■ Provided text ■
>>>
5.6       Transfer of the Company’s shareholding control and/or corporate reorganization. The resolution by the Board of Directors regarding the acquisition or disposal by the Company itself of shares issued by the Company shall be prohibited until the transaction is made public through the disclosure of the Relevant Fact, if: (i) any agreement or contract has been entered into, aiming the transfer of Company’s shareholding control, or an option or mandate has been granted for the same purpose, or (ii) there is an intention to promote the merger, total or partial spin-off of the Company, amalgamation, transformation or corporate reorganization.

 

5.7. Intention to promote corporate reorganization. Individuals Subject to the Policy may not trade Securities issued by the Company if there is an intention to promote a merger, total or partial spin-off, amalgamation, transformation or corporate reorganization.
<<<
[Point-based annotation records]
>>>
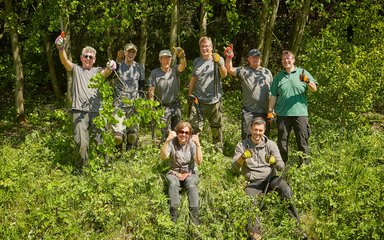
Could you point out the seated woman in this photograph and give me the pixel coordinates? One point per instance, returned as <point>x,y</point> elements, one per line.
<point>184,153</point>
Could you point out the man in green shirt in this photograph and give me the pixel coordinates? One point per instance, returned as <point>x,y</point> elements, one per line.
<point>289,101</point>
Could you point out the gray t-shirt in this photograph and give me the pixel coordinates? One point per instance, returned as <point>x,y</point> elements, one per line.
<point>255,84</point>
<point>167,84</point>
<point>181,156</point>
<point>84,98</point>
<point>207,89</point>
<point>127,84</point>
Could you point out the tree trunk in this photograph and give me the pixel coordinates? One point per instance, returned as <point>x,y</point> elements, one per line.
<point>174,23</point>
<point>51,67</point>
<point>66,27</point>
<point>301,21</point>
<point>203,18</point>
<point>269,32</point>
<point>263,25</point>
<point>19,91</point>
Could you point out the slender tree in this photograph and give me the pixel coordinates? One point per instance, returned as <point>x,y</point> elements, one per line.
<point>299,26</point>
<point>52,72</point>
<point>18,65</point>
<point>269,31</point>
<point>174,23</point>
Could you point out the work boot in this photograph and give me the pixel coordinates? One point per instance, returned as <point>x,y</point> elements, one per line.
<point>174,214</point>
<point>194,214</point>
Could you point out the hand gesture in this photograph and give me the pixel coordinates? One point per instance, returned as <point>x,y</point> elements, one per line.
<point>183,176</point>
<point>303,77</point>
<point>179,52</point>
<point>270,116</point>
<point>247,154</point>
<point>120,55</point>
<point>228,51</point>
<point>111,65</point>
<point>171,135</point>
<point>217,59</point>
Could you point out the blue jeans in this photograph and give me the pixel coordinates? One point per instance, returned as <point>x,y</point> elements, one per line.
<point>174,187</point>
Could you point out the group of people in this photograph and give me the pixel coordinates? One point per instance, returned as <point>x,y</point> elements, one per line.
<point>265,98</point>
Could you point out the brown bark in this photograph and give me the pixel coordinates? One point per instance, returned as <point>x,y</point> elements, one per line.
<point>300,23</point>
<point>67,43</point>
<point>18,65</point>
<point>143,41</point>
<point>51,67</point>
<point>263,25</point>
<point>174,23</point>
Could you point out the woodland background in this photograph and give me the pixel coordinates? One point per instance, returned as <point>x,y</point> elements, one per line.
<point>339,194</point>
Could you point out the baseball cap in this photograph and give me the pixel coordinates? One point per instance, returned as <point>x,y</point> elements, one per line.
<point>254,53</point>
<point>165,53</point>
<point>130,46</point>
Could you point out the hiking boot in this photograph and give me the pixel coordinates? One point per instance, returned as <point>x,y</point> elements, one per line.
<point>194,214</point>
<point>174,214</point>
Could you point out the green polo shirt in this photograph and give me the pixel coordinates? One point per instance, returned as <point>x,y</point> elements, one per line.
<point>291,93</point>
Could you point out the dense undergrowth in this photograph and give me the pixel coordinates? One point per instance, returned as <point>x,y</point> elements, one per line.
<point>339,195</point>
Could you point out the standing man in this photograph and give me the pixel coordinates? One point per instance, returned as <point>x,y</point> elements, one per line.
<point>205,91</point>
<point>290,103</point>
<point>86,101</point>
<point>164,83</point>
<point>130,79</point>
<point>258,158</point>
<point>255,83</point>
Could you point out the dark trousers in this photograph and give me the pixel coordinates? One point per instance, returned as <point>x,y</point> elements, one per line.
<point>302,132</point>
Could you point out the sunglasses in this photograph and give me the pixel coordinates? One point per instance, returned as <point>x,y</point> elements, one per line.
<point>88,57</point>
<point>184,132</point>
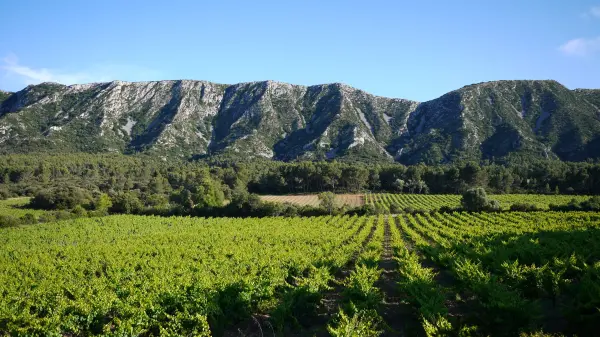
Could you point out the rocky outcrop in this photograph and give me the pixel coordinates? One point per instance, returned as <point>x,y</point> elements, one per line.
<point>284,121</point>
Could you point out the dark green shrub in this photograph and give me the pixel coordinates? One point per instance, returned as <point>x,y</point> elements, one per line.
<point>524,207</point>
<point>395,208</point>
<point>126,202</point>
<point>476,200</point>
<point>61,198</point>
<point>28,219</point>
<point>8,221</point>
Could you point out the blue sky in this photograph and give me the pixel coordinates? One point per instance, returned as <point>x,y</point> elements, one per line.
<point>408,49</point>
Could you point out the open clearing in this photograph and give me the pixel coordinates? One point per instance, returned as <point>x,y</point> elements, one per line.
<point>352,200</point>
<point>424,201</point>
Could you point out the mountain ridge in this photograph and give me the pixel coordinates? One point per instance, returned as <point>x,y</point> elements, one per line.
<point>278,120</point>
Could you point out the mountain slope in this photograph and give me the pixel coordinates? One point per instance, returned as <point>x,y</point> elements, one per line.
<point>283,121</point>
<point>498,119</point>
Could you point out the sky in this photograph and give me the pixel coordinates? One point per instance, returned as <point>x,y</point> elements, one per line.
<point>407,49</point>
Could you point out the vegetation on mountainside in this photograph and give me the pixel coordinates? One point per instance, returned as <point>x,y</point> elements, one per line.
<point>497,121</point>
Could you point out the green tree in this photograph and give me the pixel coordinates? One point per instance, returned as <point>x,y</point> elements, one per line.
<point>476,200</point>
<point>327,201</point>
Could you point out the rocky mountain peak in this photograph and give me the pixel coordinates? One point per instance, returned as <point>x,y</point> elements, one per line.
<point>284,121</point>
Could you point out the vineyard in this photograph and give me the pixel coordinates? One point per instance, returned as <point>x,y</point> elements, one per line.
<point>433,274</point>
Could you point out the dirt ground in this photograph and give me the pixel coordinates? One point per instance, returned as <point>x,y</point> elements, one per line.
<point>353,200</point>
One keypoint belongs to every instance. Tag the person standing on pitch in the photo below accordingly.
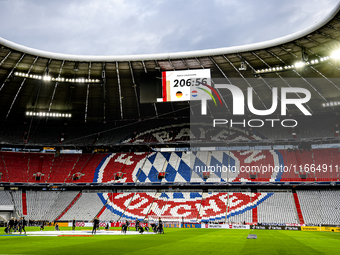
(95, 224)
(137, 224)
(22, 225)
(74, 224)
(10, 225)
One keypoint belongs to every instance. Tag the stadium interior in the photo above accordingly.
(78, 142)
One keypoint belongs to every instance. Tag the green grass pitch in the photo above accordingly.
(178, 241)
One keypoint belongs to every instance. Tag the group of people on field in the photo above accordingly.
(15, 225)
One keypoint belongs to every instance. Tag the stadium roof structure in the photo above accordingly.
<<<
■ Given task A ■
Please sum up the trading policy text in two sentences.
■ Given task B ■
Carry on writing the trading policy text, starting right after section 5.7.

■ Task output A ■
Section 5.6 bars the Board of Directors from resolving on the Company's acquisition or disposal of its own shares until the Relevant Fact is disclosed. This applies if an agreement, contract, option or mandate aims to transfer shareholding control, or if a merger, spin-off, amalgamation, transformation or corporate reorganization is intended, and section 5.7 likewise prohibits Individuals Subject to the Policy from trading the Company's Securities when such a reorganization is intended.

■ Task output B ■
5.8       Former Directors and former Non-Statutory Officers. Former Directors and former Non-Statutory Officers that do have removed themselves (or being removed) from their position before a certain Inside Information is made public in relation to the Company’s businesses should refrain from trading Securities issued by the Company: (a) for a period of six (6) months as of the date of official recognition of their removal; or (b) until the disclosure, by the Company, of the Relevant Act or Fact to the market, whichever occurs first, unless, in this second hypothesis, the trading with the Securities issued by the Company, upon disclosure of Relevant Act or Fact, can interfere with the conditions of the Company’s business, to the detriment of the Company or its shareholders, and the Investor Relations Officer, within his attributions and sole discretion, determine the extent of the prohibition of trading, which shall not exceed, in any case, for the individuals mentioned in this item 5.8, the period of six (6) months referred to in item (a) above.

 

5.9       Authorized Trading. The prohibitions of this Policy do not apply to (i) the Private Trading resulting from the performance of the call option in accordance with the call option plan approved by a General Meeting; and (ii) trading based on individual investment plans, regulated pursuant to item 7 below.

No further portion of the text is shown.